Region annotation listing
-*-*-
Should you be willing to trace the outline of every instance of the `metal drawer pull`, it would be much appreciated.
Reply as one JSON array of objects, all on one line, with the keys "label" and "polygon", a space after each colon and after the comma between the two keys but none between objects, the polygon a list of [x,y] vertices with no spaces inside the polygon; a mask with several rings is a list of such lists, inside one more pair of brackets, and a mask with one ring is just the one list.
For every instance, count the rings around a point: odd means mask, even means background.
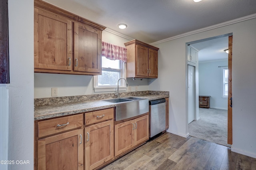
[{"label": "metal drawer pull", "polygon": [[75,61],[76,61],[76,65],[75,65],[75,67],[76,67],[78,65],[78,59],[77,58],[75,59]]},{"label": "metal drawer pull", "polygon": [[68,66],[70,66],[71,64],[71,58],[70,57],[68,57]]},{"label": "metal drawer pull", "polygon": [[102,115],[101,116],[97,116],[97,118],[100,118],[101,117],[103,117],[105,116],[105,115]]},{"label": "metal drawer pull", "polygon": [[90,140],[90,134],[89,134],[89,132],[87,132],[87,135],[88,136],[88,138],[87,138],[86,141],[88,142]]},{"label": "metal drawer pull", "polygon": [[80,134],[80,144],[82,144],[82,134]]},{"label": "metal drawer pull", "polygon": [[62,127],[62,126],[66,126],[68,124],[69,124],[69,122],[68,122],[67,123],[65,123],[64,124],[62,124],[62,125],[58,124],[57,125],[57,127]]}]

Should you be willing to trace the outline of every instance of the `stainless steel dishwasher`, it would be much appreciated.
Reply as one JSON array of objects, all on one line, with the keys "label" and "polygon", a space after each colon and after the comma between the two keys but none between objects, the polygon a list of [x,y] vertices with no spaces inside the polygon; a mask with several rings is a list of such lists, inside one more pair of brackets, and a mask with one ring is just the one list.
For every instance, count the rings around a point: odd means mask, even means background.
[{"label": "stainless steel dishwasher", "polygon": [[150,138],[166,130],[165,101],[165,99],[149,101]]}]

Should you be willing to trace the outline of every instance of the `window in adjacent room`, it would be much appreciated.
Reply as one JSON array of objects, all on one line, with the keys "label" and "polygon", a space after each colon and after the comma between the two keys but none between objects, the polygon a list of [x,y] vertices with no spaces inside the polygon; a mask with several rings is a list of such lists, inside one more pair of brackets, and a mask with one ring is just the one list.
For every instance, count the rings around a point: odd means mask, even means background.
[{"label": "window in adjacent room", "polygon": [[[125,48],[103,42],[102,75],[94,76],[94,92],[116,91],[118,79],[126,78],[125,61]],[[119,85],[120,91],[126,90],[124,81],[119,81]]]},{"label": "window in adjacent room", "polygon": [[222,68],[222,97],[228,99],[228,69],[227,67]]}]

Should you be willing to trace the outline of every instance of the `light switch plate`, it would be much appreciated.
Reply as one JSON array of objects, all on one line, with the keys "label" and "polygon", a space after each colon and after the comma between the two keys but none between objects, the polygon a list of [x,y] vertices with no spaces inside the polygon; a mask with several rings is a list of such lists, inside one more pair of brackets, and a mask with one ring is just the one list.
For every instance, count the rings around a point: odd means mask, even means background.
[{"label": "light switch plate", "polygon": [[52,96],[58,96],[58,88],[52,88]]}]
-*-*-
WHAT IS ASKED >>
Gather every line of the listing above that contains the word "adjacent", matching its case exactly.

SOLUTION FOR THIS TASK >>
Should you be willing to trace the outline of every instance of the `window in adjacent room`, it would be much appreciated.
[{"label": "window in adjacent room", "polygon": [[[125,48],[103,42],[102,75],[94,76],[94,92],[116,91],[118,79],[126,78],[125,61]],[[119,85],[120,91],[126,90],[124,81],[119,81]]]},{"label": "window in adjacent room", "polygon": [[222,68],[222,97],[228,99],[228,69],[227,67]]}]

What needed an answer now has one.